Content starts
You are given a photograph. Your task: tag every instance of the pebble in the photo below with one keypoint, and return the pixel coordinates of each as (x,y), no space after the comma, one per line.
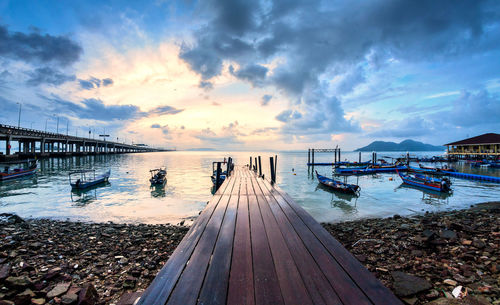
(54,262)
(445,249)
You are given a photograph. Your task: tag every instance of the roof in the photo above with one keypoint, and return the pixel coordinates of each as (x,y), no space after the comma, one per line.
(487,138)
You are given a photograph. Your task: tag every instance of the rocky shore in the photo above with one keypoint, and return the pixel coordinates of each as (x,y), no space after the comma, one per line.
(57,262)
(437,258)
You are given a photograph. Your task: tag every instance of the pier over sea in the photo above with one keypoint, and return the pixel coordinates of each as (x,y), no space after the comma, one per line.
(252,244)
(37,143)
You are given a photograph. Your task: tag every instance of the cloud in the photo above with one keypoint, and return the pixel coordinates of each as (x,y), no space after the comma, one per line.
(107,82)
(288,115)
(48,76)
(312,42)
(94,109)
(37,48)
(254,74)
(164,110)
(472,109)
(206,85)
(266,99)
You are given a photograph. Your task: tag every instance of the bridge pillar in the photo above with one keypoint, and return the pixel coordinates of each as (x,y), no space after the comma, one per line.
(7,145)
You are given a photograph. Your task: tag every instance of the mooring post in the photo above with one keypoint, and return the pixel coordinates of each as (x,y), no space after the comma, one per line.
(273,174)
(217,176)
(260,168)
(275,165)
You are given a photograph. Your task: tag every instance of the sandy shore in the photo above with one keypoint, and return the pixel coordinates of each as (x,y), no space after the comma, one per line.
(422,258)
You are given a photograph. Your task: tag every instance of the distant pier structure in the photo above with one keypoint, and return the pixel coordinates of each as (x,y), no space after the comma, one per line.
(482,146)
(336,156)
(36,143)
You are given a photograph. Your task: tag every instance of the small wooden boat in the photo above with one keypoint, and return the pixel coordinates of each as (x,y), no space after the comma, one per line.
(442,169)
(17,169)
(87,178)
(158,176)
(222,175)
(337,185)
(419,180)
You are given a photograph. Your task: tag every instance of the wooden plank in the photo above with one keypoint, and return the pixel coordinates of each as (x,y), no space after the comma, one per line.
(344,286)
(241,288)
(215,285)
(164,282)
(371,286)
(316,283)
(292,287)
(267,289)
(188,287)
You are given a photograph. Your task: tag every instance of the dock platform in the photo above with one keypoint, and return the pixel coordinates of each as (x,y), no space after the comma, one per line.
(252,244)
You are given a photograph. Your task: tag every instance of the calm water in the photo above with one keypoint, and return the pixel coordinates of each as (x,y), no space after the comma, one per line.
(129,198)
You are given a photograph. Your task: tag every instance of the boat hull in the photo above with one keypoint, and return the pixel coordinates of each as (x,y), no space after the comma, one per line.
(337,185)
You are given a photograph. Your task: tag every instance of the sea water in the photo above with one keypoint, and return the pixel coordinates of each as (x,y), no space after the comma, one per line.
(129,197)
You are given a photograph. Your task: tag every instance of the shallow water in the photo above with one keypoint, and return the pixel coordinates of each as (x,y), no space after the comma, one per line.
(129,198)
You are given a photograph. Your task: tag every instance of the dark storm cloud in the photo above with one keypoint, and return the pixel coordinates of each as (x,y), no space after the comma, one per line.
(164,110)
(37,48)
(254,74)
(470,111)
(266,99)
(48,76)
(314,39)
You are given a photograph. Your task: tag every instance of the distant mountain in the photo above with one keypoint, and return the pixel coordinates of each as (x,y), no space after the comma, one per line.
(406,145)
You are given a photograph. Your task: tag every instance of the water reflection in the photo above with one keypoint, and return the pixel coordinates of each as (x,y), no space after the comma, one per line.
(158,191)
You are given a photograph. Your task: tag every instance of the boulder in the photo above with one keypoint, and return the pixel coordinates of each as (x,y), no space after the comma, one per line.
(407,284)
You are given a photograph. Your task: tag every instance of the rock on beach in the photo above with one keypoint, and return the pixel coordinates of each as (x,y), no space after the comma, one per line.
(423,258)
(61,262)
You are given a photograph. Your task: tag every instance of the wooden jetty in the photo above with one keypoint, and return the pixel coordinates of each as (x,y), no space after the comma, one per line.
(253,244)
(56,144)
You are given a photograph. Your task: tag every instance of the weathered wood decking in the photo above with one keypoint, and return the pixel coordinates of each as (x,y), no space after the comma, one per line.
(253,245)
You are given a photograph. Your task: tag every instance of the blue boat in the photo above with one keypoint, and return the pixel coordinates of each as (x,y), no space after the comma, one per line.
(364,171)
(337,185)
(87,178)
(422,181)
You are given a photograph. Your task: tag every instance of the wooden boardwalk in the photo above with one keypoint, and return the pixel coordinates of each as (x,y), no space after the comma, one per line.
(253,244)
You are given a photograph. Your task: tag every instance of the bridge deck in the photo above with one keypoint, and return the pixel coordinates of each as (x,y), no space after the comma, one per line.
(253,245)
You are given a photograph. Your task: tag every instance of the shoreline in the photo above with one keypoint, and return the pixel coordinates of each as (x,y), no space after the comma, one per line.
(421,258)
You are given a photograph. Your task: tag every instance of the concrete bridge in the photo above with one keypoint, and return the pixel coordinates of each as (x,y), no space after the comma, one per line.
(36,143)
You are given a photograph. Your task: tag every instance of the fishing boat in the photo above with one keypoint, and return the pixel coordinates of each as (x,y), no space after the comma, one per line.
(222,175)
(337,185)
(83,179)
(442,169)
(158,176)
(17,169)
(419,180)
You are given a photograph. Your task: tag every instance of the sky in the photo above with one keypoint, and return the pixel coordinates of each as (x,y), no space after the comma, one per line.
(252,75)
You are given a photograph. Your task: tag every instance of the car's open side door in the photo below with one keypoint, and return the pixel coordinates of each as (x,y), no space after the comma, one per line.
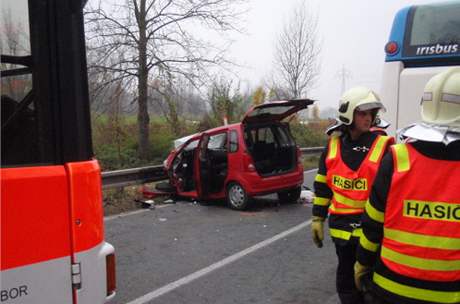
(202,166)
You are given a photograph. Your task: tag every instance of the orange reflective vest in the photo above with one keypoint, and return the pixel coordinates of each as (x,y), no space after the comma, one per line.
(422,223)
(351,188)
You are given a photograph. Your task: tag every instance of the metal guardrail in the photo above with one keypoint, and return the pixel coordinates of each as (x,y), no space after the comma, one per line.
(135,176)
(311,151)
Content ends
* Task prompt
Retype each entry exactly as it appears, excluding any image.

* Result of the task
You are given a photograph. Your task: tag every instance of the pebble in the photo below with one keypoint, and return the pixel coordinates of each as (x,y), no space after the comma, one per line.
(54,262)
(445,249)
You are given a photograph. Your task: tag every instance of the roof in the photo above with one keypoint, and return the pixel coordinates of each as (x,y), no space after the comma, one per line.
(487,138)
You are given a photograph. Your task: tag every instance of the rocky shore in the photo above with one keypoint, and return the pixel coordinates of each as (x,y), no space after the comma, one per line.
(57,262)
(437,258)
You are given a photograph. Your task: tag every instance of the pier over sea in the photo above with one keypoint, and return the pixel coordinates of each as (x,y), no space after the comma, one per line.
(252,244)
(37,143)
You are given a photograph. Your task: tag every instance of the cloud in the photo above with one keypoint, and return the pixel coordinates of each as (x,y), no space after the comma, one per line.
(107,82)
(288,115)
(48,76)
(312,42)
(94,109)
(37,48)
(254,74)
(164,110)
(472,109)
(206,85)
(266,99)
You are given a photograph. Your task: tag every instance of the bridge pillar in the photo above with one keypoint, and return the pixel coordinates of each as (x,y), no space after the comma, one per line.
(7,145)
You are given a photograph. Your task: tag every instance of the mooring post in the photo above with one keypoint, and return the pixel coordinates of each as (x,y), no space after the comma, one per line.
(273,174)
(217,176)
(260,168)
(275,165)
You are given a photograph. Your task: tag every instance of the sandy shore in the photo above with one keypoint, and return the pixel coordinates of each as (x,y), no space after the comma, one per line.
(422,258)
You are given a photograph. Your task: tag every instance of the distant pier structure in the photo above with one keypoint, and return the pixel coordinates of each as (x,y), no space after the comma, one per line.
(482,146)
(336,156)
(36,143)
You are given a photograph. Your task: tag every instance of the small wooden boat in the photo above with one keypoint, and return the pixel coordinates of each as (x,y), no space after the comma, one per line.
(442,169)
(17,169)
(87,178)
(158,176)
(222,175)
(337,185)
(419,180)
You are given a photograph. Your task: tag every instance of the wooden plank in the photo above with one keypoint, and return the pixel coordinates of each as (x,y), no space after the comma, one per line.
(344,286)
(241,288)
(215,285)
(164,282)
(371,286)
(316,283)
(292,287)
(267,289)
(188,287)
You are given a photograph. Your task: tag every instance of the dock platform in the photo above with one keypoint, and return the pixel coordinates of each as (x,y), no space after the comma, one per line.
(252,244)
You are given a photograph. Your task: tag every instance of the calm water in the photo above with one keypoint, and return the pixel coordinates of each as (x,y), no space after the comma, one per line.
(129,198)
You are given a photograph. Your task: tag every instance of the boat hull in the photo above with one keypoint, and return the pixel coordinates of each as (x,y), no space after the comma, one per line.
(337,185)
You are given a photograph. Your task: tag every instance of the sea water in the photo above with one keypoint, and return the pixel coordinates of each as (x,y), no space after the comma, one per line.
(129,197)
You are given a photograph. Your task: tag every instance of the shallow water in the photo above with one keypoint, and return the pixel coordinates of each as (x,y), no space after the comma, one per line.
(129,198)
You are given a photograph. Your task: tag every instance of the dark storm cloud in the photo above with one keypoint, and return the pixel coordinates of each as (x,y), no space after the comma, one per line.
(164,110)
(37,48)
(254,74)
(470,111)
(266,99)
(48,76)
(314,39)
You are given a photograph. Your task: tag every instance of the distant mountain in the photo above with one keypoint, and return the pixel coordinates of each as (x,y), no space after the comma, one per line.
(406,145)
You are given a photograph. Your task: tag every instance of the water reflection in the photo above with one keypoint, and return the pixel coordinates of each as (x,y), no space after the comma, one per line.
(158,191)
You are given a photograph. Your task: tag every instance of the boulder in the photo above with one keypoint, and return the pixel coordinates of each as (x,y), no space after the comma, one per line.
(407,284)
You are given a photograph. Your task: tag every instance of the rock on beach in the photo above with one keypoint, and return the pixel coordinates of each as (x,y), no space after the comma, one per line.
(423,258)
(61,262)
You are given a photograph. Your task: tag every instance of the wooden jetty in the photo above with one keypoint, and return the pixel coordinates of each as (x,y), no space after the comma, one per line.
(253,244)
(56,144)
You are given a photograph. Your task: tag every instance of the weathered wood decking in the photo above with one keypoint, and return the pixel coordinates of each as (x,y), no space after the comma, one per line.
(253,245)
You are given a photograph. Your task: tag every instance of the blue boat in the photo above with one keypoint, and return the pixel coordinates of each as (x,y), no space after the comma, one per line.
(364,171)
(337,185)
(87,178)
(422,181)
You are given a photograph. Your task: tag every instance of the wooden boardwalk in the photo above with one keypoint, and return the pixel coordinates of each as (x,y), no space after the comma, one per line.
(253,244)
You are given a photograph. Your task: tag every instance of the bridge deck in the photo above with one keypoint, and return the pixel coordinates of each as (x,y), no space after the comma, one per line.
(253,245)
You are given a photograph. Your task: tag every instance of the shoreline in the photo above with one keypoint, and return the pixel coordinates of each as (x,y), no space after the comma, one per line.
(421,258)
You are given a photograph. Your task: tag every instance of the concrete bridge in the photo above with one keypoint, and return the pixel coordinates of each as (x,y), no space after the comma, one per line.
(36,143)
You are given a photograph. Your task: tag every instance of the fishing boat in the photo above with one keypoint, and return the pixel coordinates of each as (x,y), no space after the comma, one per line.
(222,175)
(337,185)
(83,179)
(442,169)
(158,176)
(17,169)
(419,180)
You are given a photograph. Your task: tag every instance of the sky in the photo above with one keypoint, and return the pixel coordinates of each as (x,y), no space after the comma, one per line.
(252,75)
You are given a photograph. Your task: tag every instance of the car's open side door in the photo below with one keypoint, and return the pixel coordinates of each as (x,y), no space after the comma, one per line.
(202,166)
You are given a photograph. Your task: tag every instance of the orange reflective vest in the photo above with one keypoint, and return the pixel coordinates of each as (x,y), no space after the comma, one per line.
(422,223)
(351,188)
You are given a photograph. Your task: tag every instance of the metal guardrail in the photo above with one keypoint, and return the pixel coordinates of each as (x,y), no space after the comma, one per line.
(135,176)
(311,151)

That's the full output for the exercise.